Aim of the task
Copy the data exactly, keeping every line intact.

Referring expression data
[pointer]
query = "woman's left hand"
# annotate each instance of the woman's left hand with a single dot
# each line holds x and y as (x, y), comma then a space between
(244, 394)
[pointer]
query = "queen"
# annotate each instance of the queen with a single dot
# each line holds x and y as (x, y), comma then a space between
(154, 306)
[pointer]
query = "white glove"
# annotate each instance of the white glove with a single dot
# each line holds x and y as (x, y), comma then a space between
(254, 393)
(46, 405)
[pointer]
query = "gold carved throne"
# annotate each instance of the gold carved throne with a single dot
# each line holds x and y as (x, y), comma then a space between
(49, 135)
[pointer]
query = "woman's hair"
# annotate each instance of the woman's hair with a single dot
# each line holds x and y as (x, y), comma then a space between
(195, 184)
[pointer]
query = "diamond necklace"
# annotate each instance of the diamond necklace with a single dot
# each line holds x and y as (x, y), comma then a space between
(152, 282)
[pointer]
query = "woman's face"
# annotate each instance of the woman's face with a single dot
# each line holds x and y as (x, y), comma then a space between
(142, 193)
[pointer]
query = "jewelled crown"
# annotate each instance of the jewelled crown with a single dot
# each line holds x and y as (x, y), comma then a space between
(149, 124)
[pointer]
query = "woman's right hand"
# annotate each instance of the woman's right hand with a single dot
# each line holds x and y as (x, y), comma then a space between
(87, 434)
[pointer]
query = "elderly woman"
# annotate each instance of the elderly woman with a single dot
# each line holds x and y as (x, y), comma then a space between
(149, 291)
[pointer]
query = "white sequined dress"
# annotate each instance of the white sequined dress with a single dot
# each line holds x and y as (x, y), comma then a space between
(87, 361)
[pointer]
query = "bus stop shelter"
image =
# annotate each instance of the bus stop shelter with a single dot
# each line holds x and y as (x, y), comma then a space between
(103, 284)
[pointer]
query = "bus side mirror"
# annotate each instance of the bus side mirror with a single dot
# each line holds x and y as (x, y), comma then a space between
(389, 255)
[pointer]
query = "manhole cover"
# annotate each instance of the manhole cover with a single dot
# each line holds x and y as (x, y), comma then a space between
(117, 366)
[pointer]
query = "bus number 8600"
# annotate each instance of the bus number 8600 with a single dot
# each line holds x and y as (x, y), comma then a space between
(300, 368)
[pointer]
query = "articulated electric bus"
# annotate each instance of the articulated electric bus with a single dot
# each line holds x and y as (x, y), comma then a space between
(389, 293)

Response to this task
[pointer]
query = "woman's left hand"
# annotate each instance of the woman's left hand with a single dot
# each line holds x and y as (x, y), comma then a space between
(244, 394)
[pointer]
query = "queen"
# annotate each instance of the queen with a single dot
# each line holds x and y as (x, y), comma then a space between
(154, 306)
[pointer]
query = "white glove"
# annotate each instance of the white glove with a single dot
# each line holds x and y as (x, y), comma then a space between
(254, 393)
(46, 405)
[pointer]
query = "gold carved throne"
# annotate each instance of the gold carved throne with a single dot
# each line holds x and y as (x, y), comma then a space between
(49, 135)
[pointer]
query = "woman's hair"
# annotate each instance of the woman's hair with a single dot
# each line holds x and y as (x, y), comma then a space between
(195, 184)
[pointer]
query = "diamond necklace"
# annotate each instance of the diamond necklace with a single dot
# each line holds x and y as (x, y), comma then a space between
(152, 282)
[pointer]
query = "woman's face"
# annotate each instance of the woman's face with a single dot
# each line holds x and y as (x, y), comma then a space between
(142, 193)
[pointer]
query = "jewelled crown"
# annotate each instance of the jewelled crown with a single dot
# each line holds x and y as (x, y), comma then a space between
(149, 124)
[pointer]
query = "woman's right hand"
# annotate each instance of the woman's right hand with a single dot
# each line holds x and y as (x, y), comma then a space between
(87, 434)
[pointer]
query = "elderly woman"
# annotate each instance of the elderly woman with a single dot
# each line holds x and y as (x, y), comma then a space between
(149, 291)
[pointer]
query = "white sequined dress"
# annotate each instance of the white sequined dress with a single dot
# each line holds x and y as (x, y), comma then a space between
(87, 361)
[pointer]
query = "bus stop shelter"
image =
# annotate each instance of the bus stop shelter with a single dot
# each line holds x and y as (x, y), comma then a space between
(103, 284)
[pointer]
query = "bus side mirror"
# annotate each instance of the bus side mirror with a single dot
# each line holds x and y as (x, y), comma then a space between
(389, 255)
[pointer]
query = "manhole cover"
# annotate each instance of the manhole cover with a single dot
# each line holds x and y as (x, y), comma then a space between
(117, 366)
[pointer]
query = "bus number 8600"
# annotate each instance of the bus number 8600 with a single dot
# each line holds x and y as (x, y), comma then a space between
(300, 368)
[pointer]
query = "articulated electric bus"
# annotate each instance of the articulated electric bus with a single dot
# each line holds x and y as (x, y), comma then a space between
(389, 293)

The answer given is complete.